::: SECÇÃO DE TEXTO :::
4.4 - Aplicar a legislação (atualmente em fase de projeto no Gabinete de Contas Gerais - GCG) para rever benefícios não salariais no setor público.
A tabela de suplementos única na função pública e a paridade dos índices remuneratórios e dos salários é fundamental. Todos os suplementos injustificados têm de ser cortados. Para mim aqui não há direitos adquiridos nenhuns, há justiça social por fazer. Isto aplica-se a todo o setor do estado, desde a administração central à administração local, passando pela administração regional, institutos públicos, empresas do estado, empresas com capitais ou subsídios e subvenções do estado e instituições do 3.º setor financiadas pelo estado. Sem exceções.
4.5 - Validar benefícios através de controlos cruzados entre autoridades relevantes e de registos (por exemplo, número de contribuinte e de segurança social), o que ajudará a identificar beneficiários não elegíveis.
:::
> AÇÃO NECESSÁRIA A
Reproduza, do texto sobre benefícios no setor público, todo o trecho que vai desde "A tabela de" até "estado. Sem exceções.".
> AÇÃO NECESSÁRIA B
Prossiga o texto sobre benefícios no setor público a partir do ponto em que termina.
::: SECÇÃO DE DADOS :::
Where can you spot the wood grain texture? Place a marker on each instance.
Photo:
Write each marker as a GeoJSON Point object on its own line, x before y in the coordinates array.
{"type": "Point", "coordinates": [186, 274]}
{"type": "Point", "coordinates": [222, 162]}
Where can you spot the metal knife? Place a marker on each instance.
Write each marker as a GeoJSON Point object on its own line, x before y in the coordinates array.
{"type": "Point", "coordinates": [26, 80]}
:::
> RESPOSTA A
A tabela de suplementos única na função pública e a paridade dos índices remuneratórios e dos salários é fundamental. Todos os suplementos injustificados têm de ser cortados. Para mim aqui não há direitos adquiridos nenhuns, há justiça social por fazer. Isto aplica-se a todo o setor do estado, desde a administração central à administração local, passando pela administração regional, institutos públicos, empresas do estado, empresas com capitais ou subsídios e subvenções do estado e instituições do 3.º setor financiadas pelo estado. Sem exceções.

> RESPOSTA B
Ao cruzamento de informação entre a AT e a Segurança Social eu acrescentava o cruzamento de informação bancária (através do Banco de Portugal) e de outros serviços públicos, como o IRN, a saúde, etc..., sempre com parecer prévio da metodologia aplicada devidamente validado pela CNPD.
4.6 - Controlar a despesa de saúde e melhorar a oferta e qualidade dos serviços médicos, ao mesmo tempo que é assegurado o acesso universal. Neste contexto, o governo pretende apresentar propostas concretas em colaboração com as instituições europeias e internacionais, incluindo a OCDE.
A propósito do acesso universal: Este ponto remete para as limitações de acesso aos serviços de saúde desde o arranque dos programas de austeridade, que passaram, entre outras coisas, que os desempregados perdessem esse direito ao fim de XXX meses sem trabalho e que tenham sido feitos inúmeros cortes. Sem ser explícito, esta passagem da carta de Varoufakis visa precisamente esse problema que está a agravar as condições de saúde no país. Um artigo da revista Lancet, publicado no ano passado, alertava para uma “tragédia de saúde pública” relacionada com o agravamento de problemas de saúde mental (com aumento do número de suicídios) mas também progressão de doenças contagiosas como HIV ou tuberculose.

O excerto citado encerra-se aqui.